_TEXTE DE LECTURE_:
════════
Crédit: Wikipédia Commons (Minette Lontsie)

L'investiture de Paul Biya par le RDPC est-elle contestable ?

Le Rassemblement Démocratique du Peuple Camerounais (RDPC) ira-t-il à la présidentielle d’octobre 2025 ? C’est la question que beaucoup d’observateurs se posent actuellement. Depuis 2021, elle était considérée comme tabou. Il a fallu qu’un juge soit saisi pour ouvrir finalement la boîte de pandore sur les tares managériales du parti. La légalité et la légitimité de Paul Biya, au poste de président national, sont contestées. Pendant que certains exigent la convocation d’un congrès pour échapper à un éventuel séisme du parti, le président national semble plutôt serein.

Le RDPC a-t-il un caillou dans sa chaussure ? Depuis le 25 mars 2025, le débat qui faisait déjà les choux gras de la presse fin 2024 a resurgi. Léon Theiller Onana, membre du parti et conseiller municipal, soulève les problématiques de la légalité et de la légitimité du Président national du RDPC alors que la présidentielle se rapproche à grands pas. La légalité, pour ne parler que d’elle, pourrait être déposée sur la table du juge électoral au moment des contentieux préélectoraux et ainsi compromettre les chances de la candidature de Paul Biya. C’est justement pour éviter cette mauvaise surprise que le conseiller municipal de la commune de Monatélé a sonné l’alerte.

Léon Theiller Onana doit se faire énormément de soucis. Contrairement aux attentes, il essuie en ce moment des critiques et des reproches de ses camarades politiques. Son véritable péché a été de mettre sur la place du marché des tares du parti. Pourtant, celles-ci ont été longtemps révélées par certains analystes et leaders de l’opposition. Paul Biya, seul manitou à bord du navire, n’avait pas besoin, selon ses camarades, de ce spectacle déshonorant. Même si au Cameroun nous avons affaire à une justice aux ordres, cela n’empêche pas le conseiller municipal d’alerter les instances dirigeantes du RDPC. En attendant la décision du juge que le conseiller municipal a saisi pour constater l’illégalité, cet article se propose de faire une analyse de la situation de 2011 à 2021.

Un congrès du RDPC en 2011 et une prorogation des mandats en 2016

Les 15 et 16 novembre 2011 s’est tenu le 3e Congrès du RDPC à Yaoundé. Paul Biya a été réélu Président national le vendredi 16 novembre en vertu de l’article 19 des Statuts : « Le Congrès élit le Président national du parti. » En vertu de l’article 18 alinéa 2 des Statuts du parti, le mandat a une durée de cinq ans : le Congrès « se tient tous les cinq ans ». Son mandat doit donc s’achever en novembre 2016. Mais, cet article va plus loin en précisant que : « Toutefois, en cas de nécessité, cette période peut être abrégée ou prorogée par le Bureau Politique. »
════════
_DONNÉES ENREGISTRÉES_:
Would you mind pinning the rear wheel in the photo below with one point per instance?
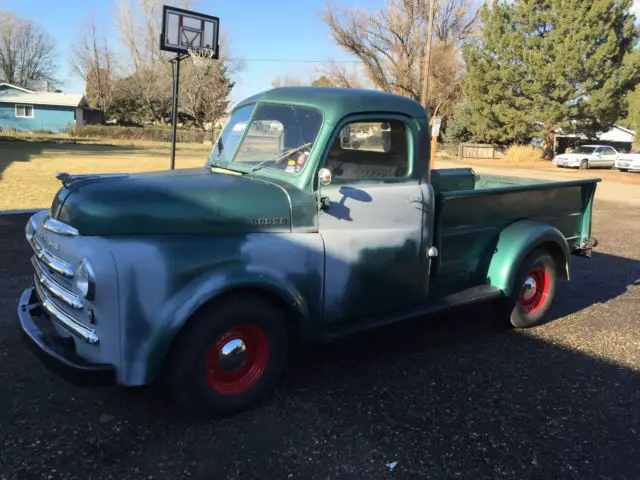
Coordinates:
(534, 290)
(229, 358)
════════
_ÉNONCÉ 1_:
D'après le texte sur le RDPC, de quelle commune Léon Theiller Onana est-il conseiller municipal ?
_ÉNONCÉ 2_:
Mettez à jour le passage du texte sur le RDPC allant de « Crédit: Wikipédia Commons » à « semble plutôt serein. » en remplaçant « observateurs » par « analystes ».
_ÉNONCÉ 3_:
Prolongez le texte sur le RDPC à partir de l'endroit où il s'arrête.
Les données constituent un matériau à part, distinct du texte sur le RDPC.

_RÉSULTAT DE L'EXERCICE 1_:
Il est conseiller municipal de la commune de Monatélé.

_RÉSULTAT DE L'EXERCICE 2_:
Crédit: Wikipédia Commons (Minette Lontsie)

L'investiture de Paul Biya par le RDPC est-elle contestable ?

Le Rassemblement Démocratique du Peuple Camerounais (RDPC) ira-t-il à la présidentielle d’octobre 2025 ? C’est la question que beaucoup d’analystes se posent actuellement. Depuis 2021, elle était considérée comme tabou. Il a fallu qu’un juge soit saisi pour ouvrir finalement la boîte de pandore sur les tares managériales du parti. La légalité et la légitimité de Paul Biya, au poste de président national, sont contestées. Pendant que certains exigent la convocation d’un congrès pour échapper à un éventuel séisme du parti, le président national semble plutôt serein.

_RÉSULTAT DE L'EXERCICE 3_:
Selon l’article 17, le Bureau Politique est la troisième instance du RDPC après le Congrès et le Comité Central. Il « assiste le Président National dans la conduite des affaires du Parti en dehors des réunions du Comité Central » (Article 26 alinéa 1). Il joue donc un rôle important dans la conduite des affaires du parti en 2016.

Le 3 novembre 2016 au Palais de l’Unité (Palais présidentiel), une réunion du Bureau Politique du RDPC se réunit. Conformément à l’article 18 cité plus haut, quatre résolutions ont été prises. Il s’agit de quatre résolutions portant prorogation de la tenue du congrès, des mandats du président national du parti, des membres du comité central et du bureau politique, des membres des bureaux nationaux (RDPC, OFRDPC et OJRDPC). Les raisons de cette prorogation sont nombreuses. On peut citer notamment la rénovation de la salle du palais des congrès, la crise financière due à la lutte contre Boko Haram, la CAN féminine et la catastrophe ferroviaire d’Eséka qui a plongé le Cameroun dans le deuil national à cette période.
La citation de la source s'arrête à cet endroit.